[Data for the task Boundary: Start]

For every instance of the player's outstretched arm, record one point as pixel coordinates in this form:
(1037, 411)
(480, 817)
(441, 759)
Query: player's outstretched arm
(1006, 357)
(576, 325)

[Data for the task Boundary: End]
[Data for the task Boundary: Start]

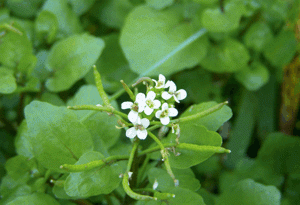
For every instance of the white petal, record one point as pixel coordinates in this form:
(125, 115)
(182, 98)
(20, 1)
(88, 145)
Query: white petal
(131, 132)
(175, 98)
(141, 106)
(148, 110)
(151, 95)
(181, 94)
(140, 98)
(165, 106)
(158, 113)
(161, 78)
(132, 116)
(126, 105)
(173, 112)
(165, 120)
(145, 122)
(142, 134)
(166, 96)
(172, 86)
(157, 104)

[Data for the task Boundary: End]

- _Task directions_
Whenever the string "this" turns up in a line of the material, that line counts; say how many such lines there are, giving the number only.

- _Answer box_
2